- **Text shown**

=-=-=-=-=

Soe is a 27-year-old woman who lives with her husband in Burma. Soe came to our medical partner, Burma Border Projects (BBP), seeking treatment for gallstones. The gallbladder—a small, pear-shaped organ that sits under the liver—stores and drains bile. When an individual has gallstones, bile drainage may be blocked, causing irritation, spasms, pain, nausea, and vomiting. “Soe is experiencing stomach and lower back pain making it difficult for her to sleep and eat,” BBP tells us. “Usually, when she eats, she feels nauseous and needs to vomit.” Until recently, Soe had a job as a waitress at a hotel restaurant in Thailand, but her symptoms made it impossible for her to work. Facing financial trouble, she and her husband returned to Burma in the hopes of finding treatment for Soe and receiving support from their family. For $1,500, Soe will undergo a laparotomy, a surgical procedure to access the abdominal cavity and remove the gallbladder. Funding also covers the costs of an eight-day hospital stay, transportation to and from the hospital, pre- and post-surgical consultations, and blood tests. “Soe should fully recover following her gallstone surgery,” says BBP. “She should be able to return to her family and again find a job so that she and her husband can save money for their future.” Soe looks forward to a successful operation. “I will work and save money for the next few years, and then, one day, we will have a happy family,” she shared in her pre-operative interview with BBP.

=-=-=-=-=

In the text about Soe's gallstone treatment, how many days of hospital stay does the funding cover?

=-=-=-=-=

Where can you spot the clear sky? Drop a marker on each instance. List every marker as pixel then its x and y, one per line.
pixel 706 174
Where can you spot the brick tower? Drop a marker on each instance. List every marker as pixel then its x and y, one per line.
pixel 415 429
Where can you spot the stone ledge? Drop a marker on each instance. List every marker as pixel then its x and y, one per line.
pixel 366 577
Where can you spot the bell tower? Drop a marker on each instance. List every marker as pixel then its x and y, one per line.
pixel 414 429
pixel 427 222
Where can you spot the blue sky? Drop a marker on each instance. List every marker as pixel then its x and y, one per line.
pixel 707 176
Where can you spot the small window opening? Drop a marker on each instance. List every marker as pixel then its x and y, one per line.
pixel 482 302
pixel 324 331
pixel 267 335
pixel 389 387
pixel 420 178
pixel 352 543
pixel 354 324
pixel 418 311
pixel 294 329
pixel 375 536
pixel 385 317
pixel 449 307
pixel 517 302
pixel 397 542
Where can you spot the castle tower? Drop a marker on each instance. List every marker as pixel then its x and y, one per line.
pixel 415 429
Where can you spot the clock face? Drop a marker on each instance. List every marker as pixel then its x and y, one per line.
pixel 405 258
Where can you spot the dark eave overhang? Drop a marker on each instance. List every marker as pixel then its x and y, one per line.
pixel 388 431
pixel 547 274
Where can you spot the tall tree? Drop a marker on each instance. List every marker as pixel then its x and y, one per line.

=-=-=-=-=

- **Task solution**
Eight days.